**Instructions to follow:**
Rewrite the records below, substituting "detection script" for each occurrence of "automated pipeline" and keeping every other part the same.

(Dataset extracts labeled with boxes)

□ □ □ □ □

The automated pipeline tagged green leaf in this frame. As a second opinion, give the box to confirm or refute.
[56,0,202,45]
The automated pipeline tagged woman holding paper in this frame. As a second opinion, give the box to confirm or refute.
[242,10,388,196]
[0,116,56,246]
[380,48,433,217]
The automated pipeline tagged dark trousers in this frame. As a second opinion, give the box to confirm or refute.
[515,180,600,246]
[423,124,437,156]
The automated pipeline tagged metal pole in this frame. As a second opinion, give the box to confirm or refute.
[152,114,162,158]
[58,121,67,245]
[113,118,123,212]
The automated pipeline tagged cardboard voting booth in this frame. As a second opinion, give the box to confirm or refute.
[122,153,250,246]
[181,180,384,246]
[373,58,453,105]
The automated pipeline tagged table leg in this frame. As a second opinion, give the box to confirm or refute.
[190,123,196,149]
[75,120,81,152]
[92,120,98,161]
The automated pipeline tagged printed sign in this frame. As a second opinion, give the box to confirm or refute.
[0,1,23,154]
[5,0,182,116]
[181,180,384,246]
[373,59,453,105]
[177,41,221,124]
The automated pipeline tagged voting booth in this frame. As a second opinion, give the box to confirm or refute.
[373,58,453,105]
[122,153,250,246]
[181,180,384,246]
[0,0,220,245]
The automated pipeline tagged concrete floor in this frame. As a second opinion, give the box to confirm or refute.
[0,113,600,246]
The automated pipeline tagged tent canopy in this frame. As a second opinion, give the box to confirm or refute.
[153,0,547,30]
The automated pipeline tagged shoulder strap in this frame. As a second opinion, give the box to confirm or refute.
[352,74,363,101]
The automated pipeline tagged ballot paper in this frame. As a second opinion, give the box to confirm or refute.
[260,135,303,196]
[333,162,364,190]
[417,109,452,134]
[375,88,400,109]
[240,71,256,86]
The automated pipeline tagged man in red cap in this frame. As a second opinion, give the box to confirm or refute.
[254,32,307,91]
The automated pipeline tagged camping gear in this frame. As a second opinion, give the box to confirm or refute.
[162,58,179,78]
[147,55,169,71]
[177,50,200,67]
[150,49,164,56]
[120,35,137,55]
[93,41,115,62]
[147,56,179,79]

□ □ □ □ □

**Solution for this task:**
The detection script tagged green leaf in this frame. As a second opinion, give the box to confirm or refute.
[56,0,202,45]
The detection script tagged woman holding paper in this frame. As a second opinion, give the box to confirm or refute.
[242,10,388,196]
[0,116,56,246]
[380,48,433,217]
The detection script tagged dark trousers in this frame. As a second opinion, give the box to confirm or refute.
[515,180,600,246]
[423,124,437,156]
The detection script tagged metal pole in this frame. As a second opinion, give the box to confirm or refute.
[152,114,162,158]
[58,121,67,245]
[113,118,123,212]
The detection script tagged cardboard voting booth in this frame. As a second opinion, give the box to confirm or refute.
[122,153,250,246]
[181,180,384,246]
[373,58,453,105]
The detection script tagged table leg in this frame. As a second opinion, give the box to confirm or refute.
[190,123,196,149]
[75,120,81,152]
[92,120,98,161]
The detection script tagged printed sign in this frame. As a second opinion, give the box to confirm or refute.
[0,1,23,154]
[5,0,182,116]
[181,180,384,246]
[373,59,453,105]
[177,41,221,124]
The detection script tagged voting booth in this frame. As a second opinion, give the box to confirm or refute.
[373,58,453,105]
[122,153,250,246]
[181,180,384,246]
[0,0,220,245]
The detection script tagged concrete floor in this frame. As a second opinion, give the box to confirm or refute.
[0,113,600,246]
The detection script tagged tent canopy in this frame. As a second opinion, give the box to confirm or refute.
[153,0,547,30]
The detection script tagged shoulder strap in this frame. As a second opinion, give the box to confirm or refute.
[352,74,363,101]
The detection script tagged ballot paper in this frame. As a second opinion, give the box to confirm or refute.
[260,135,303,196]
[333,162,364,190]
[417,109,452,134]
[375,88,400,109]
[240,71,256,86]
The detection script tagged man in red cap in this frame. As a second opinion, give the box to confirm or refute.
[254,32,307,91]
The detection script tagged camping gear in this frame. As a second opinion, give the box to confirm or refute.
[162,58,179,78]
[147,55,169,71]
[177,50,200,67]
[150,49,164,56]
[120,35,137,55]
[93,41,115,62]
[147,56,179,79]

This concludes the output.